### TEXT BLOCK ###
Sunday, January 27, 2008

Images From Rafah

In a brilliant display of defiance, Hamas bombs toppled several sections of the Israeli-built barrier between Gaza and Egypt last week, and in doing so ended, if only momentarily, Israel’s six-month long isolation of Gaza. The images from this incident vividly depict the fallout of this latest Israeli policy debacle.

The bright explosions that pierced the darkness of last Wednesday night were the latest and most visible examples of Hamas’ growing power and boldness, despite Israel’s efforts to undermine it. From the outset, Hamas has gained much of its popularity by providing services to the Gazans. When Hamas overthrew the Palestinian Authority in Gaza last June, Israel thought that if it isolated Gaza as long as Hamas was in charge, the Gazans would be motivated to overthrow Hamas in favor of Fatah or another, more “moderate” faction. As economic conditions worsened, though, Gazans directed their hate towards Israel instead of Hamas. In fact, they actually turned to Hamas for more help, making Hamas that much more influential and popular. The sabotage of the border wall was Hamas’ most recent move to defy the latest Israeli measures against Gaza.

The sea of Gazans that flowed through the breach in the Gaza-Egypt barrier showed the growing desperation of the Gazans. The Gazan economy has taken a turn for the worst since Hamas’ coup last June. The Western-imposed economic isolation has stifled economic activity and has caused scarcity. The Israeli military strikes against Hamas militants have damaged the infrastructure, further stagnating economic activity. Already impoverished and desperate, the Israel’s recent move to cut off several basic utilities has made conditions for the Gazans even worse. With supplies running low and desperation mounting, the Gazans made the most of the one sliver of an opportunity afforded them last week, swarming out of their quasi-imprisonment to stock up for the hardships to come.

The vanguard of Egyptian troops that stood aside and let the mass of Gazans file past them was a visible snapshot into the complex motives of the Egyptian government. Egypt’s unsteady relationship with Israel has had its advantages, but it has brought Egypt under fire from much of its people and from radical groups and radical countries, such as Iran. Letting the Gazans pass carries its risks. It is hard to physically provide for the needs of tens of thousands of people and even harder to police them. Egypt in particular has a vested interest in preventing arms smuggling into Gaza, afraid that Hamas may incite the Egyptian-based Muslim Brotherhood to radical action or pressure on the government. The Gazans themselves still have some ill feelings towards the Egyptian government because of its harsh rule of Gaza from 1948-1967. And of course the Israelis certainly do not want the Gazans out. As the Egyptian public grew more and more dissatisfied with Israel, though, Egypt felt more comfortable listening to the demands of the public than those of Israel. Besides, physically forcing back a tide of tens of thousands of people would not be an easy task in itself, and hardly worth the trouble simply on the behalf of the fragile, unpopular Israeli alliance. So, after weighing all the parameters, Egypt took a step away from Israel and let the Gazans pass.
### LISTED ENTRIES ###
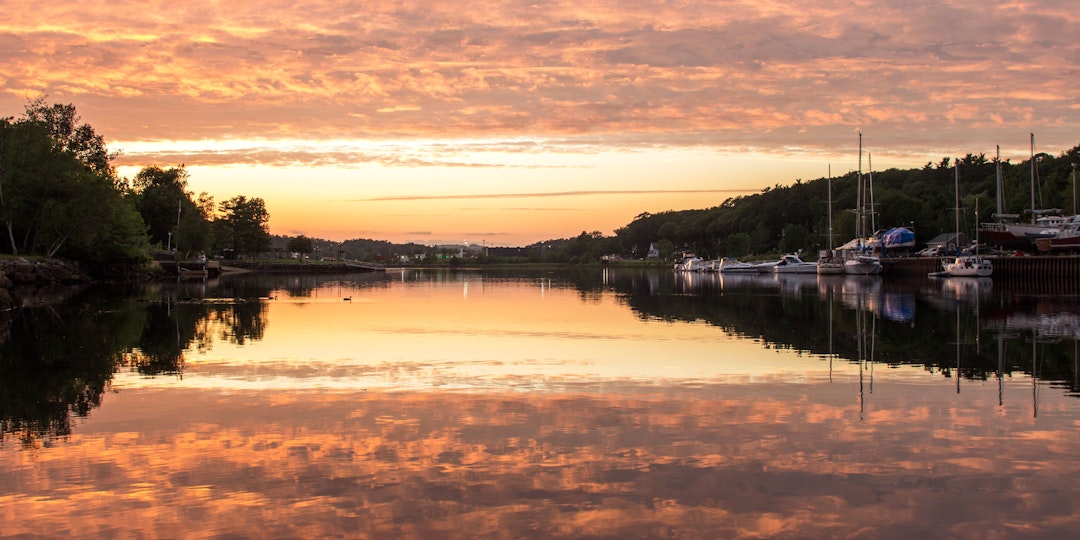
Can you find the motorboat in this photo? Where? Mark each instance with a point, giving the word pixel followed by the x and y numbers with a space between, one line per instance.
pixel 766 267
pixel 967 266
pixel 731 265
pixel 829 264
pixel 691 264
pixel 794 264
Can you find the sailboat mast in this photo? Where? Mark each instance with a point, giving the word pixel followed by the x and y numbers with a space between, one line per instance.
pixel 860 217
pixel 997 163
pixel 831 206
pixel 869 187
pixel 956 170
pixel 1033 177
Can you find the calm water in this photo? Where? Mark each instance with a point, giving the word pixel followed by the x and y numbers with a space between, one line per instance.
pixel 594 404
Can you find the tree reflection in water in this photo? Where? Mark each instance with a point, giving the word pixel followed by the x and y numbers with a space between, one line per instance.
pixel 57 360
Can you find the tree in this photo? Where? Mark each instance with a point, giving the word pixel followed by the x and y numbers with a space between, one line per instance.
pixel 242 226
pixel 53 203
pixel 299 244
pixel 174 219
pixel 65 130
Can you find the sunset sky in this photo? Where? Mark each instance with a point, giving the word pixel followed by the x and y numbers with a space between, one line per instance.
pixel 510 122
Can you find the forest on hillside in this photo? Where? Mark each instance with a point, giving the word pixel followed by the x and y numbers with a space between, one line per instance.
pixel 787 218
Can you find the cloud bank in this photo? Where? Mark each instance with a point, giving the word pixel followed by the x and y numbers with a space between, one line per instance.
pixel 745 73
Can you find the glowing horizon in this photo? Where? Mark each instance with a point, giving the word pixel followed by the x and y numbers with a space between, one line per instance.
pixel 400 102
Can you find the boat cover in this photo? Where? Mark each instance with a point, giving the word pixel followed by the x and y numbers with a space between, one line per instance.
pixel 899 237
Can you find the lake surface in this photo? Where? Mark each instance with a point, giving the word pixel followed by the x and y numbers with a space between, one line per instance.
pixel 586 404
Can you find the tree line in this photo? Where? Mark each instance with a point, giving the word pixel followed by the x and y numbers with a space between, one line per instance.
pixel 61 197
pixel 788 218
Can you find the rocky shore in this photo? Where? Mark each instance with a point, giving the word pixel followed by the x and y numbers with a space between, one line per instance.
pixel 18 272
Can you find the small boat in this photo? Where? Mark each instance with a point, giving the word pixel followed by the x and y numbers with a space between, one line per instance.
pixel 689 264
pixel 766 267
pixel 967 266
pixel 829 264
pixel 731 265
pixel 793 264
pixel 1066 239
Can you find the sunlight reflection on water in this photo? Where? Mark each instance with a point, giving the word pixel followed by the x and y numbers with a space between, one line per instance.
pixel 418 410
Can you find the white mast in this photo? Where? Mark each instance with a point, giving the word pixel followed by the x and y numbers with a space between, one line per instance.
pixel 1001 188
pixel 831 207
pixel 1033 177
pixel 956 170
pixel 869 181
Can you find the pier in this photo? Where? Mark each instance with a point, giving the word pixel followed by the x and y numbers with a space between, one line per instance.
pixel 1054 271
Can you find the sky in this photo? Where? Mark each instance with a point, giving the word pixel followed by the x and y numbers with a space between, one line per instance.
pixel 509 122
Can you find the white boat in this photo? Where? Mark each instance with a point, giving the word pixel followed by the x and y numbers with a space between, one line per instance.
###
= PROBLEMS TO WORK ON =
1. Copy the text on Rafah between "Sunday, January 27, 2008" and "Israeli policy debacle.", inclusive, swapping every "barrier" for "fence".
2. Carry on the text on Rafah from its final sentence.

= EXPECTED RESPONSES =
1.
Sunday, January 27, 2008

Images From Rafah

In a brilliant display of defiance, Hamas bombs toppled several sections of the Israeli-built fence between Gaza and Egypt last week, and in doing so ended, if only momentarily, Israel’s six-month long isolation of Gaza. The images from this incident vividly depict the fallout of this latest Israeli policy debacle.

2.
Not only has Israel’s policy not achieved its intended goals, but it has also not been adequately enforced, as last week’s sabotage showed. But, to be fair, Israel’s actions were not irrational. Few would contend that Israel has an easy security situation. All too often Israel has been confronted by an incessant barrage of attacks from radical groups seeking its total destruction or at least the reduction of its controversial domain. Israel, a nation that has frequently had to fight for its very existence, has historically retaliated fairly strongly against its adversaries. In the wake of the recent bombardment by Hamas, then, last week’s Israeli response that cut off electrical power and other key supplies from Gaza was not totally unreasonable.

It is pretty safe to say, though, that Israel’s heavy handed approaches have not significantly curtailed the violence directed against it. Last week’s collective punishment, the apex of a nearly six month long strategy of isolating Gaza, is the latest Israeli action that has served to compromise its security even as it seeks to enforce it.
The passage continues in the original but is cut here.